INSTRUCTIONS:
(a) In the legends of the bar essay, how long ago did the writer start this journey?
(b) Rewrite the legends of the bar essay from "TO-WIT: LEGENDS OF" to "obliged to recall.", putting "tennis court" in place of "golf course".

━━━ DOCUMENT EXTRACT

LEGENDS OF THE BAR

TO-WIT: LEGENDS OF THE BAR

There is something about being a lawyer that makes me acutely aware of the passage of time. Maybe its because, as a profession, we spend so much time dealing with deadlines…statutes of limitations, responsive pleadings, the start of happy hour. Maybe its because we are constantly looking over our shoulders at times past to find cases that support whatever proposition we have, for that day, been hired to advance. Or maybe its because I have reached that age where I know with undisputable certainty that I am on the back nine, an image made all the more vivid in my mind by the recent and sudden death on the golf course of a longtime friend and law school classmate, a man six months younger than me, I am obliged to recall.

I was a young man when I started this journey thirty five years ago, but that is no longer the case. Many of the colleagues I have known in that time are gone now, some of them quite dear to me. They are this moment on my mind for several reasons, not the least of which is that three months ago, when my appendix decided to perforate and not tell me until three days later, I almost joined them.

Most of them were not great lawyers. There was nary a Clarence Darrow in the bunch, save perhaps one. But they were good lawyers, good people, and they did good things. Who is there, I ask, to remember them, to recall and recite their legacies? Well, there’s me. I know some of their stories, and by recounting them here, there will then be you to remember them. To borrow a phrase I used many years ago, they were all people of substance, although the composition of the substance varied. Here are some of their stories. Mark them well. Your time will come soon enough.

━━━━━━
━━━ ITEMS

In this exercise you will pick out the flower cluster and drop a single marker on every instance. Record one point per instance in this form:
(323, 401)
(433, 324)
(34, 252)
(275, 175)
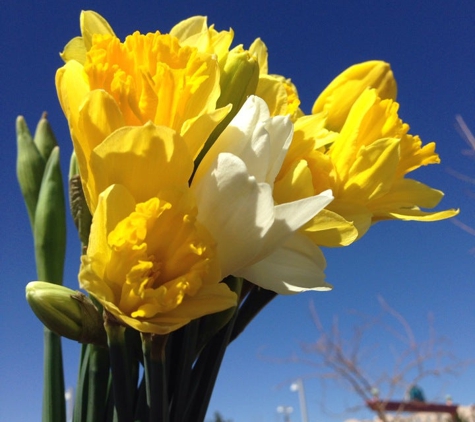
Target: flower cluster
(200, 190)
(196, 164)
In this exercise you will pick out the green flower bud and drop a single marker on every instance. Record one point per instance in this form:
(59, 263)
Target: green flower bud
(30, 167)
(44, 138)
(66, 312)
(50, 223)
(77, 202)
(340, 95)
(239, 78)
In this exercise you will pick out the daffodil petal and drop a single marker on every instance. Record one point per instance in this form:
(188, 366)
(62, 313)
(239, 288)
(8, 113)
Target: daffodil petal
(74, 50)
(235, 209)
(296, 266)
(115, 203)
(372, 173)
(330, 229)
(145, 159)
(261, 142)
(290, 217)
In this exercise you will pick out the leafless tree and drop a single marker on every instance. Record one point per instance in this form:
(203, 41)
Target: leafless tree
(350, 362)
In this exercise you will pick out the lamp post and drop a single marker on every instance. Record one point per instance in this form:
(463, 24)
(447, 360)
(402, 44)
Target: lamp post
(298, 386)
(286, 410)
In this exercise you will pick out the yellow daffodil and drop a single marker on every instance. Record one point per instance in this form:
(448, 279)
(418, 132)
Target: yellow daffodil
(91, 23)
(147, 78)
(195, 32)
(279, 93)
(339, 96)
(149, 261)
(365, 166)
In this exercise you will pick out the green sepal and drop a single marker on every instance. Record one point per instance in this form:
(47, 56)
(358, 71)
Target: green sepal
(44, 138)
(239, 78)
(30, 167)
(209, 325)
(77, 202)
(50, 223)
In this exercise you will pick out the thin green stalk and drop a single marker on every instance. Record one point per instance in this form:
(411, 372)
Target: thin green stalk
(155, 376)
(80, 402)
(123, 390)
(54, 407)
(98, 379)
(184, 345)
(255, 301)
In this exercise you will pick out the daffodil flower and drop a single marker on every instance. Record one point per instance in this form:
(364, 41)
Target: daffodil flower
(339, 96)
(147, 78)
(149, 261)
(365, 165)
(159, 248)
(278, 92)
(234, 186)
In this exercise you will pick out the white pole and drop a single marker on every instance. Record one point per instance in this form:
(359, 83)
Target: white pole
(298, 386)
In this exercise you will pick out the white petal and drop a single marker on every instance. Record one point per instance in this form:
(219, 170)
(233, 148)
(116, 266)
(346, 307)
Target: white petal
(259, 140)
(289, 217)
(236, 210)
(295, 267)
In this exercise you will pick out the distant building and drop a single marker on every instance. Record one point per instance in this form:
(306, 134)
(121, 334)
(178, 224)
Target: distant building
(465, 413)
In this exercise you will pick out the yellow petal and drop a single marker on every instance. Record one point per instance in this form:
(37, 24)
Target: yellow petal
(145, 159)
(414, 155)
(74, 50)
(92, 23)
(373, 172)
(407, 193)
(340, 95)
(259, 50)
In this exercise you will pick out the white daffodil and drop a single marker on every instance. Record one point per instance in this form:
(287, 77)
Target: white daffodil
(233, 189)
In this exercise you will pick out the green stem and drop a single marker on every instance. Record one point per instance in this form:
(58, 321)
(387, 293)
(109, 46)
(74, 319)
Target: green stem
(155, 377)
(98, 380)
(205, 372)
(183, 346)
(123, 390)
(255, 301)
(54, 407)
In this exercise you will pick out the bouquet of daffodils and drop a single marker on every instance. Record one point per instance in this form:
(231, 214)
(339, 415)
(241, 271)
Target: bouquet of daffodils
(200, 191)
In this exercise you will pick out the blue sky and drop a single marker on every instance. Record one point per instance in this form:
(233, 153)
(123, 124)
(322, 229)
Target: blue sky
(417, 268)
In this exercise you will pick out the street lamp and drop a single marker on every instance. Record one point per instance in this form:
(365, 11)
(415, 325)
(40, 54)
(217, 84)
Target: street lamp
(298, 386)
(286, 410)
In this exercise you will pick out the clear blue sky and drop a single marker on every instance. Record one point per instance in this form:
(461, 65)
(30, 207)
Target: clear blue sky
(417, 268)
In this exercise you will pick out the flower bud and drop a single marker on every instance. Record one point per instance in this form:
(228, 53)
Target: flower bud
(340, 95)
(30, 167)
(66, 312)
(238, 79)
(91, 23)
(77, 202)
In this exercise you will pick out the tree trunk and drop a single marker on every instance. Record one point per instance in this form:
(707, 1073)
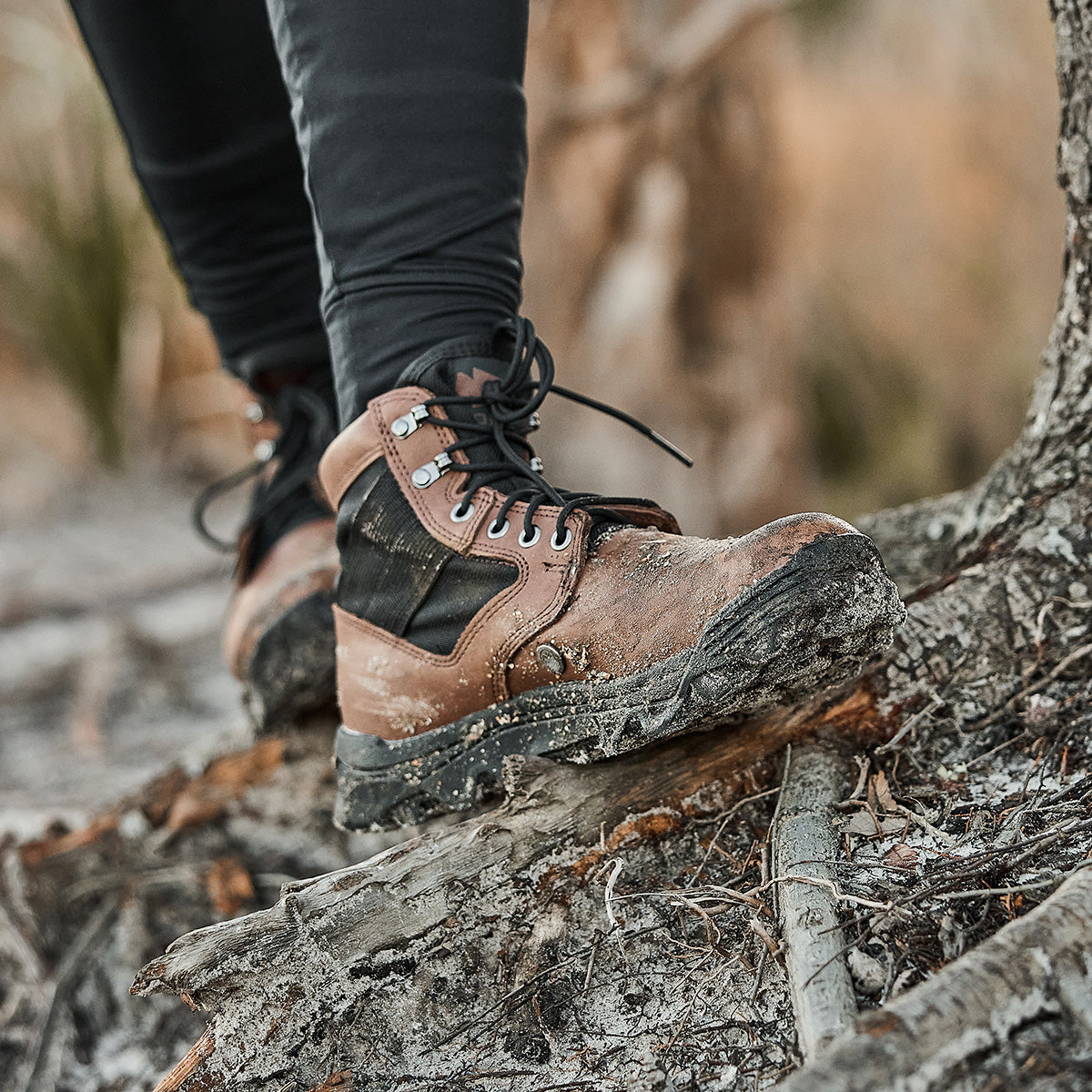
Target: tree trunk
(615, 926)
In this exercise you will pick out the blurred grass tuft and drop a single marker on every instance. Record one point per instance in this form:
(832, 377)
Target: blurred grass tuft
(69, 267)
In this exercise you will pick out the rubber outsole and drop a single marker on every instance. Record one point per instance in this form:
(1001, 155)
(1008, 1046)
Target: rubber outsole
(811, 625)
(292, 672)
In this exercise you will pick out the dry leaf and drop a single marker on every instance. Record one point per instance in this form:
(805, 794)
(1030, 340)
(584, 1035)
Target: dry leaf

━━━━━━

SOLUTION LIST:
(a) Thirty five years ago.

(b)
TO-WIT: LEGENDS OF THE BAR

There is something about being a lawyer that makes me acutely aware of the passage of time. Maybe its because, as a profession, we spend so much time dealing with deadlines…statutes of limitations, responsive pleadings, the start of happy hour. Maybe its because we are constantly looking over our shoulders at times past to find cases that support whatever proposition we have, for that day, been hired to advance. Or maybe its because I have reached that age where I know with undisputable certainty that I am on the back nine, an image made all the more vivid in my mind by the recent and sudden death on the tennis court of a longtime friend and law school classmate, a man six months younger than me, I am obliged to recall.